**** Source passage

Results: After 5 flips: 4 heads (80%); after 20 flips: 13 heads (65%); after 100 flips: 53 heads (53%); after 500 flips: 251 heads (50.2%).- What is the theoretical probability of heads?
- Describe the trend as the number of flips increases.
- Which result is most reliable? Explain.
- Drawing from a bag: A bag contains 10 balls: 4 red, 3 blue, 2 green, 1 yellow.
A student draws balls (replacing each one) and records results:
n=5: 3 red, 1 blue, 1 green (60% red)
n=20: 9 red, 7 blue, 3 green, 1 yellow (45% red)
n=100: 41 red, 29 blue, 19 green, 11 yellow (41% red)- What is the true proportion of red balls in the bag?
- Which sample most closely matches the true proportions for all colours?
- Explain why the n=5 sample gave such a different result.
- Survey reliability: Three surveys asked: “Do you support a 4-day school week?”
Survey 1 (n=10): 8 said yes (80%)
Survey 2 (n=50): 34 said yes (68%)
Survey 3 (n=500): 310 said yes (62%)- Which survey is most likely to reflect the true population view? Explain.
- What is a possible reason Survey 1 shows 80% support when Survey 3 shows 62%?
- If you were advising a school principal, which survey result would you use? Justify your recommendation.
- Coin flipping simulation: A student flips a fair coin and records the proportion of heads after each flip.
-
State whether each statement is True or False. If false, write the correct statement. Understanding
- Larger samples always give sample statistics exactly equal to the population parameter.
- A sample of n = 200 is generally more reliable than a sample of n = 20 from the same population.
- Two samples of the same size from the same population will always give the same mean.
- The Law of Large Numbers states that as sample size increases, sample means get closer to the population mean.
- With very small samples, one unusual value can greatly affect the mean.
- A census always gives more reliable results than a large random sample.
- As the number of coin flips increases, the proportion of heads should get closer to 0.5.
-
Three students each took samples from a jar of numbered cards (population mean = 8.0). Their results are shown below. Understanding
Student A (n = 4): {3, 9, 12, 7} — mean = 7.75
Student B (n = 10): {5, 7, 8, 8, 9, 9, 10, 7, 6, 8} — mean = 7.7
Student C (n = 20): {6, 7, 7, 8, 8, 8, 9, 9, 9, 8, 7, 8, 9, 8, 7, 8, 9, 8, 7, 8} — mean = 7.95- How far is each sample mean from the population mean of 8.0?
- Which sample gives the most reliable estimate? Explain why.
- Student A says: “My mean (7.75) is just as good as Student C’s mean (7.95) because both are less than 8.” Do you agree? Explain.

********
**** Information given

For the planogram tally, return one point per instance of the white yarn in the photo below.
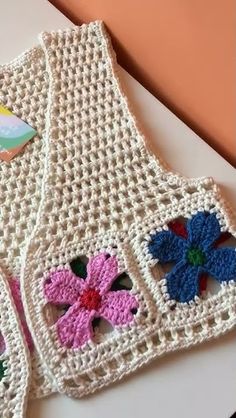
(85, 184)
(104, 190)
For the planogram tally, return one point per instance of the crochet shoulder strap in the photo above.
(14, 361)
(24, 91)
(100, 295)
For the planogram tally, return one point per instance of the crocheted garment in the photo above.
(24, 90)
(98, 297)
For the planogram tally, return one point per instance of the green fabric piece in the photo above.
(78, 268)
(196, 257)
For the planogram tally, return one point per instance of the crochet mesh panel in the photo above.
(24, 90)
(104, 193)
(84, 204)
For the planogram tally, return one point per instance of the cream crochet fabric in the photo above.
(104, 198)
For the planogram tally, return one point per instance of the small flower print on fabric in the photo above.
(88, 298)
(194, 251)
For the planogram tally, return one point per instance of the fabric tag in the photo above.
(14, 134)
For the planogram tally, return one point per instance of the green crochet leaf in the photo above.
(79, 268)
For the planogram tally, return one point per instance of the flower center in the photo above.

********

*Exercise task*. Output the sample-size worksheet verbatim from "- Drawing from" to "for all colours?".

*Finished answer*.
- Drawing from a bag: A bag contains 10 balls: 4 red, 3 blue, 2 green, 1 yellow.
A student draws balls (replacing each one) and records results:
n=5: 3 red, 1 blue, 1 green (60% red)
n=20: 9 red, 7 blue, 3 green, 1 yellow (45% red)
n=100: 41 red, 29 blue, 19 green, 11 yellow (41% red)- What is the true proportion of red balls in the bag?
- Which sample most closely matches the true proportions for all colours?